Task goal: Please restate the following records word for word.

Dataset:
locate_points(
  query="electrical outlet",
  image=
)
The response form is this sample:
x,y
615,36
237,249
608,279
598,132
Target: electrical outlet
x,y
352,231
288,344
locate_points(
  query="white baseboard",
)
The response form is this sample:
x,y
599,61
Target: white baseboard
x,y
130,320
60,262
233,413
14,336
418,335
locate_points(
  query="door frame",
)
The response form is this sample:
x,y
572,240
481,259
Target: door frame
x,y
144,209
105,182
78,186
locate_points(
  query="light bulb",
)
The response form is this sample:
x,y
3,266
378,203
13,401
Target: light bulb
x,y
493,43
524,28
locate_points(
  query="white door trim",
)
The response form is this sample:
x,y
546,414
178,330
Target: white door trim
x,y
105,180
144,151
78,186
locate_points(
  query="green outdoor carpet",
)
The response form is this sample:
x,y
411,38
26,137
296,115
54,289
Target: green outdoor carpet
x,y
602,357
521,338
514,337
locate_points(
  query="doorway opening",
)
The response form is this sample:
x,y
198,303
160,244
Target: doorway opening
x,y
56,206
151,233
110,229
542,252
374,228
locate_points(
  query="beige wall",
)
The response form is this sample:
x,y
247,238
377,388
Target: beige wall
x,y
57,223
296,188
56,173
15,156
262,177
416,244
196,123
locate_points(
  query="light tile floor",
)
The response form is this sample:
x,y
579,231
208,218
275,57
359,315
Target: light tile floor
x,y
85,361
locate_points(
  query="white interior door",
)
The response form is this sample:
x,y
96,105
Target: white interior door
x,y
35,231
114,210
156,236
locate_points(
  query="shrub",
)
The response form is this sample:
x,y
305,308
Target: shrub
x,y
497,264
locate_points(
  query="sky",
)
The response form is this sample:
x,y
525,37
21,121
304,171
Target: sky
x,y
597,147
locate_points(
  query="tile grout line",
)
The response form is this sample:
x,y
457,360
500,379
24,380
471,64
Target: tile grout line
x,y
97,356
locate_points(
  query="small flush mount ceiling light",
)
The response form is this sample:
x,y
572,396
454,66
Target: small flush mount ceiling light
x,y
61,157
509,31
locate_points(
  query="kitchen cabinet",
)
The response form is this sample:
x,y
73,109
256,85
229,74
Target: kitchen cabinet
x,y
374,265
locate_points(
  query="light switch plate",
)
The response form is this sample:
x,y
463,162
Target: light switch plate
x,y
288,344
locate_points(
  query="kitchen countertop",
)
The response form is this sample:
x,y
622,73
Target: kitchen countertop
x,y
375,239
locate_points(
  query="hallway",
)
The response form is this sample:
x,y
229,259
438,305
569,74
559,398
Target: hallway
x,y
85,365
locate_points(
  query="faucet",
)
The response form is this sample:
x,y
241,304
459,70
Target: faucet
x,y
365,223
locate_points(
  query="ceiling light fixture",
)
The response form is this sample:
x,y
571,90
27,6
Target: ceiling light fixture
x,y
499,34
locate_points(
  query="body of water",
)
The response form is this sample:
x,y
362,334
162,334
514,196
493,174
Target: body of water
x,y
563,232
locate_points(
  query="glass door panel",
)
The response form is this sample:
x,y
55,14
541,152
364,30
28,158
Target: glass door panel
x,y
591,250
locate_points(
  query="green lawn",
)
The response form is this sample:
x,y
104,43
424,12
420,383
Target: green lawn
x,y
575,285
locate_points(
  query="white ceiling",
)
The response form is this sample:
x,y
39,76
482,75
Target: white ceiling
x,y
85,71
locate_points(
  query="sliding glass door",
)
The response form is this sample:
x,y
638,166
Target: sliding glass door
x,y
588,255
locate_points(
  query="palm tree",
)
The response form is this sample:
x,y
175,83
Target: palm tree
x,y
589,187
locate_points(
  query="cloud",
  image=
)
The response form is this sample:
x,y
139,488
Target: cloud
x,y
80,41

Answer to the problem:
locate_points(
  query="electrical outlet",
  image=
)
The response form is this sample:
x,y
615,36
237,249
608,279
598,132
Target: electrical outlet
x,y
352,231
288,344
locate_points(
  query="white baseboard",
)
The response form is this sample:
x,y
599,61
Target: white baseboard
x,y
130,320
60,262
233,413
14,336
418,335
locate_points(
  query="door frame",
)
The response form is this sample:
x,y
572,240
481,259
Target: door frame
x,y
144,209
105,182
78,186
locate_points(
  query="light bulb",
)
The response form is this sample:
x,y
3,266
378,203
13,401
Target: light bulb
x,y
493,43
524,28
locate_points(
  query="white door trim",
)
The response form is this sample:
x,y
546,414
178,330
Target: white door trim
x,y
105,180
144,151
78,186
locate_points(
  query="green outdoor carpet",
)
The response form is this sample:
x,y
411,38
26,137
296,115
54,289
Target: green outdoor carpet
x,y
602,357
521,338
514,337
locate_points(
  query="doorway opening",
)
The response form is this sample:
x,y
198,303
160,244
Target: doorway opening
x,y
56,206
151,233
110,229
542,252
374,228
locate_points(
  query="beige wall",
)
The response form is this sample:
x,y
247,238
377,388
Target: beige wall
x,y
57,223
296,188
56,173
15,156
262,177
416,244
196,123
locate_points(
  query="light tile floor",
)
The response form is this sample:
x,y
579,231
208,218
275,57
359,315
Target: light tile floor
x,y
85,361
locate_points(
  query="white interior door",
)
The response form is this sample:
x,y
96,105
Target: white interior door
x,y
35,231
114,210
156,236
locate_points(
  query="shrub",
)
The response form is this sample:
x,y
305,308
Target: shrub
x,y
497,264
locate_points(
  query="sky",
)
The response form is this sample:
x,y
525,37
21,121
304,171
Target: sky
x,y
597,147
locate_points(
  query="tile grout line",
)
The response form is this sample:
x,y
457,360
500,379
24,380
471,64
Target: tile grout line
x,y
97,356
locate_points(
  query="small flush mount ceiling light",
)
The response form is this sample:
x,y
572,396
454,66
Target: small flush mount ceiling light
x,y
61,157
509,31
locate_points(
  query="kitchen cabinet",
)
The response form is this sample:
x,y
73,109
256,85
229,74
Target: kitchen cabinet
x,y
374,265
locate_points(
  query="light switch plate",
)
The response form is this sample:
x,y
463,162
Target: light switch plate
x,y
288,344
locate_points(
  query="kitchen countertop",
)
The response form is this sample:
x,y
622,73
Target: kitchen countertop
x,y
375,239
locate_points(
  query="hallway",
)
The response form is this sample:
x,y
229,259
438,305
569,74
559,398
Target: hallway
x,y
85,365
locate_points(
  query="faucet",
)
The response form is this sample:
x,y
241,304
459,70
Target: faucet
x,y
365,223
locate_points(
  query="ceiling light fixture",
)
The response form is this sample:
x,y
571,90
27,6
Target: ceiling light fixture
x,y
499,34
locate_points(
  query="body of water",
)
The response form is this sample:
x,y
362,334
162,334
514,196
493,174
Target: body of water
x,y
563,232
locate_points(
  query="glass door panel",
)
The response form is this sample:
x,y
55,14
541,152
364,30
28,158
Target: glass door panel
x,y
591,250
locate_points(
  query="green lawn",
)
The response form is this sample:
x,y
104,43
424,12
420,383
Target: green lawn
x,y
575,285
locate_points(
  query="white ceiling",
)
The response form is this sample:
x,y
39,76
482,75
Target: white ceiling
x,y
85,71
locate_points(
  query="sliding glass door",
)
The response form is this sample:
x,y
638,166
Target: sliding glass door
x,y
588,255
locate_points(
  query="palm tree",
)
The response form is this sample:
x,y
175,83
Target: palm tree
x,y
589,187
locate_points(
  query="cloud",
  image=
)
The response form is this sample:
x,y
139,488
Target: cloud
x,y
80,41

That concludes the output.